• [ACTION ITEM]
Write out the whole listing exactly as it is written below.

*** DATA RECORDS Section Begins ***

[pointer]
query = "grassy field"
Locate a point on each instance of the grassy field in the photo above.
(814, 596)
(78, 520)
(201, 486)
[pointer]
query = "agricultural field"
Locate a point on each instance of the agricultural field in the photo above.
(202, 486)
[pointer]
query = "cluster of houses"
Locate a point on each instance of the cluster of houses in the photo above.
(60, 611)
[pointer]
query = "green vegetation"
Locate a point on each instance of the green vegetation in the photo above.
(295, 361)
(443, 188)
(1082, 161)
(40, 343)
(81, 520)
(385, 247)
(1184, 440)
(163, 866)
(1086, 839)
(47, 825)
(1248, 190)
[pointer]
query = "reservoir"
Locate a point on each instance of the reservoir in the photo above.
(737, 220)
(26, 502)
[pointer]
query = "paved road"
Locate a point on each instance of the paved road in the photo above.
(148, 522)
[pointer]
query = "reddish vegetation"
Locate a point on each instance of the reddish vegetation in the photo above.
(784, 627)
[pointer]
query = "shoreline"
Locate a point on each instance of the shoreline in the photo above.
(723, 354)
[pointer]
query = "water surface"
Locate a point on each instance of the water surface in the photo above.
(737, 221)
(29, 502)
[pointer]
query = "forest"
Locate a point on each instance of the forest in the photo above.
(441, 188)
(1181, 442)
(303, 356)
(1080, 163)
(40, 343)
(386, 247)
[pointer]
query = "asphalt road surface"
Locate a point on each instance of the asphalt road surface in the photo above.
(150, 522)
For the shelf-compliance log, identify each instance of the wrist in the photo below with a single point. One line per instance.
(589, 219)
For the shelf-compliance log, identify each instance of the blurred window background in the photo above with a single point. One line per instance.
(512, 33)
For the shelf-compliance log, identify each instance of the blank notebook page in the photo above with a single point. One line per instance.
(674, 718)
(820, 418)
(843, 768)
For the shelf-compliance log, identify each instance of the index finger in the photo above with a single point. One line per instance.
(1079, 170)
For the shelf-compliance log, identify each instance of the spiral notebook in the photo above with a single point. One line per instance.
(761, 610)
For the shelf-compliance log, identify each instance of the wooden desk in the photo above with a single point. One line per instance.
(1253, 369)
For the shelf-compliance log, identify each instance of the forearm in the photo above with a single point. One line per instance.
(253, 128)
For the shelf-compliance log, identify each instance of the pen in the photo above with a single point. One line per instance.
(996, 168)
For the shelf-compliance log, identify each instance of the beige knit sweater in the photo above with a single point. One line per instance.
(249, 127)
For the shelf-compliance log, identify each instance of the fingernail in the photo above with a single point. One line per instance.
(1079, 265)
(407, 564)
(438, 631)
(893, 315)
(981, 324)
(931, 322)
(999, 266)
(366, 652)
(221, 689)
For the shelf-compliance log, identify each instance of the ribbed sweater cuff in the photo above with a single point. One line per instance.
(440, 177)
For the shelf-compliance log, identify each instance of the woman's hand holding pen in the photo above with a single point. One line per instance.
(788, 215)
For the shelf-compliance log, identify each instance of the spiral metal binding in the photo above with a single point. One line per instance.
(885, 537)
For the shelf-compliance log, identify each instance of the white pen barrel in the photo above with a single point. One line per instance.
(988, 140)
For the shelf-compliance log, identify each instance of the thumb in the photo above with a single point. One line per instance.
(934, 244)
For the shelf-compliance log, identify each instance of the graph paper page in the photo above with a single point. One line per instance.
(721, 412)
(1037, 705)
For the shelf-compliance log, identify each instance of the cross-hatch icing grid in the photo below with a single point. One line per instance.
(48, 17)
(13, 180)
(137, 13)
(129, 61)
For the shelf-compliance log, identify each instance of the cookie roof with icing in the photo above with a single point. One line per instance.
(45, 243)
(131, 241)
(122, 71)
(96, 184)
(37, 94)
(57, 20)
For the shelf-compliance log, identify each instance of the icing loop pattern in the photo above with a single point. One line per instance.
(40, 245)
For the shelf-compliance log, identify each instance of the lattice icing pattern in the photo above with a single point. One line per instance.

*** DATA RECORDS Section Ends ***

• [EXERCISE SOLUTION]
[pointer]
query = "grassy field"
Locate a point on each instance of the grassy field in the photo above.
(814, 596)
(78, 520)
(201, 486)
[pointer]
query = "agricultural field"
Locate a point on each instance of the agricultural field in the photo above.
(202, 486)
[pointer]
query = "cluster of houses"
Locate a point on each instance of the cluster of houses in the photo above.
(60, 611)
[pointer]
query = "green vegetation"
Locate a point on each instance of the green vegetation in the photo above.
(295, 361)
(443, 188)
(1082, 161)
(40, 343)
(81, 520)
(385, 247)
(1184, 440)
(163, 866)
(1086, 839)
(47, 825)
(1248, 190)
[pointer]
query = "reservoir"
Locate a point on each instance of the reservoir in the photo above.
(737, 220)
(26, 502)
[pointer]
query = "paved road"
Locate a point on each instance of the paved road in the photo above.
(148, 522)
[pointer]
query = "reddish vegetation"
Locate a point on each instance of the reddish vegetation in the photo above.
(784, 627)
[pointer]
query = "shoreline"
Locate a point on each instance of the shoreline in the photo above.
(723, 354)
[pointer]
query = "water surface"
Locate a point on each instance of the water surface in the photo above.
(737, 221)
(29, 502)
[pointer]
query = "forest"
Locate a point on each instance of the forest in the photo above.
(441, 188)
(1181, 442)
(303, 356)
(1080, 163)
(40, 343)
(386, 247)
[pointer]
query = "asphalt road surface"
Locate a point on each instance of the asphalt road surface in the photo above.
(150, 522)
For the shelf-compliance log, identify each instance of the wrist in the photo below with a single point. One line per instance.
(589, 219)
For the shelf-compliance log, identify each instance of the blurred window background in the photo above with a single point. One line per instance.
(512, 33)
For the shelf-compliance log, identify each instance of the blank notebook page in the photo above with a single point. One line per instance.
(674, 718)
(820, 418)
(843, 768)
For the shelf-compliance log, identify each instance of the index finger in the photo above with a single point. One line per instance.
(1079, 170)
For the shelf-compliance log, identify each instance of the spiral notebook in the photo above with a single point. One line per instance.
(761, 610)
For the shelf-compliance log, identify each instance of the wooden desk in the photo above with a single point. One line per instance.
(1253, 369)
For the shelf-compliance log, identify each instance of the forearm in the photo above with a single point. One line per instance.
(253, 128)
For the shelf-compliance log, identify each instance of the pen in the photo above with a single point. One line per instance.
(996, 168)
For the shelf-compliance log, identify each instance of the beige knit sweater in the photo above with a single point. One line per instance.
(249, 127)
For the shelf-compliance log, identify each instance of the fingernail in the photo above with a single point. One line per instance.
(1079, 265)
(407, 564)
(438, 631)
(893, 315)
(981, 324)
(931, 322)
(999, 266)
(366, 652)
(221, 689)
For the shelf-compliance log, identify each instance of the ribbed sweater cuff in the photo above with a single point. One line per instance.
(440, 177)
For the shelf-compliance log, identify each instance of the woman's hand holding pen in the photo above with a single point. One line per instance.
(788, 215)
For the shelf-compliance log, identify each instance of the spiral metal binding in the photo above with a single point. One line per instance.
(885, 537)
For the shelf-compliance log, identify each instance of the white pen barrel in the photo above with a single point. One line per instance.
(988, 140)
For the shelf-compliance log, identify each instance of the thumb in the photo above with a single point. One line per instance.
(934, 244)
For the shelf-compliance log, identify each instance of the graph paper page in the photo above with a single point. One line per instance.
(721, 412)
(1037, 705)
For the shelf-compliance log, identify each instance of the cross-hatch icing grid in the photo below with a single point. One line per instance.
(48, 17)
(13, 180)
(137, 13)
(129, 61)
For the shelf-compliance log, identify each instance of the cookie roof with icing in the photo above with a single point. One line per instance.
(45, 243)
(131, 241)
(122, 71)
(96, 184)
(37, 94)
(57, 20)
For the shelf-compliance log, identify each instance of the icing loop pattern in the photo above with a single point. One line per instance.
(40, 245)
For the shelf-compliance log, identify each instance of the lattice icing pattern in the photo above with a single point. One line per instance.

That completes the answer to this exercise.